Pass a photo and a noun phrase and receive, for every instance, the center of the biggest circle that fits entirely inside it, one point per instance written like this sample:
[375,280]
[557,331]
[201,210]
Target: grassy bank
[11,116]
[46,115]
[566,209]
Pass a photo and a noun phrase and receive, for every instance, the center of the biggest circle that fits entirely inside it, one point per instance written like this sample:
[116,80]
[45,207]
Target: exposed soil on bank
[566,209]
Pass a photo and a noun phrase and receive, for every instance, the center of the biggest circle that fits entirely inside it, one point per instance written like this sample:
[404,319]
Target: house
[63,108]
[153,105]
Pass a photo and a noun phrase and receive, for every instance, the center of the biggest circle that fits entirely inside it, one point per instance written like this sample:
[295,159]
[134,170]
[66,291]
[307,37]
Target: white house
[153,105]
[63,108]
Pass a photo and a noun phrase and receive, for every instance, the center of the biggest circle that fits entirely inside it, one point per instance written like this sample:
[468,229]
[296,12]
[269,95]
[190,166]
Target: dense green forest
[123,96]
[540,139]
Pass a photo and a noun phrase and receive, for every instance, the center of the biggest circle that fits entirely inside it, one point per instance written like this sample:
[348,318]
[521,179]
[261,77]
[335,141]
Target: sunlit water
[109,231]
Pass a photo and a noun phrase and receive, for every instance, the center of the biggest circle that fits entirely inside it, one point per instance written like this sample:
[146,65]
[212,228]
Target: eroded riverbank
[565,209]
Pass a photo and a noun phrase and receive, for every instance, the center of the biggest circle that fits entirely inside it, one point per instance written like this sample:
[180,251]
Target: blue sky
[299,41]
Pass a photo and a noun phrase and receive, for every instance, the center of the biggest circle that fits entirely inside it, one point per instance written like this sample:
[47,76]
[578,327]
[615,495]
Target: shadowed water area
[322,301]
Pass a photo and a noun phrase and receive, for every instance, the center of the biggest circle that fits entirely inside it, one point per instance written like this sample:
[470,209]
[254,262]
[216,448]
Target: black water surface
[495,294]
================================
[To be done]
Reproduce the material in full, with no word added or dropped.

[Output]
Pass a photo and a noun phrase and receive, for every instance, the center of the biggest circle that fits entirely inside it, one point per instance written like this sample:
[375,280]
[557,331]
[201,210]
Target: grassy bank
[11,116]
[46,115]
[566,209]
Pass a photo and a noun phrase and receive, for every instance, the center of the biggest circle that fits entirely inside it, one point per instance written like this sample:
[116,80]
[45,207]
Target: exposed soil on bank
[566,209]
Pass a photo and a noun phrase and receive, for every instance, the center of the biggest circle that fits entirely inside it, one point per instance written like this sample:
[404,319]
Target: house
[63,108]
[153,105]
Pass a photo and a noun phrase and receive, for every instance, the center of the biggest circle that fits entirely inside it, one point per instance written like this sample:
[295,159]
[134,170]
[66,291]
[307,37]
Target: white house
[153,105]
[63,108]
Pass a photo and a noun phrase and receive, for every instance, the center of the biggest circle that fits entirely inside it, one point per instance written like this sample:
[468,229]
[296,12]
[269,95]
[190,166]
Target: dense green forest
[123,96]
[540,139]
Pass a photo and a noun phrase and receive, for every instance, the center of the biggest circle that fits entirely inside it, one point per instance written like this sample:
[348,318]
[521,179]
[261,77]
[335,141]
Target: sunlit water
[109,231]
Pass a photo and a noun phrase and receive, for every instance, the center of the biggest circle that fits entirely inside it, one point per instance written like this sample:
[146,65]
[212,228]
Target: eroded riverbank
[565,209]
Pass a photo and a noun phrase and receive, for every instance, the center of the biggest circle that fits entirely inside it, one point per instance written like this sample:
[180,251]
Target: blue sky
[299,41]
Pass a photo and a noun phrase and receive, for every instance, the center of the biggest circle that fits entirely inside it, one point per instance written like this sample:
[47,76]
[578,327]
[615,495]
Target: shadowed water area
[322,301]
Pass a photo and a noun phrase and receive, for every instance, the center of the biggest circle that fits entirely inside it, one point per instance written like this sample:
[470,209]
[254,262]
[216,448]
Target: black water surface
[495,294]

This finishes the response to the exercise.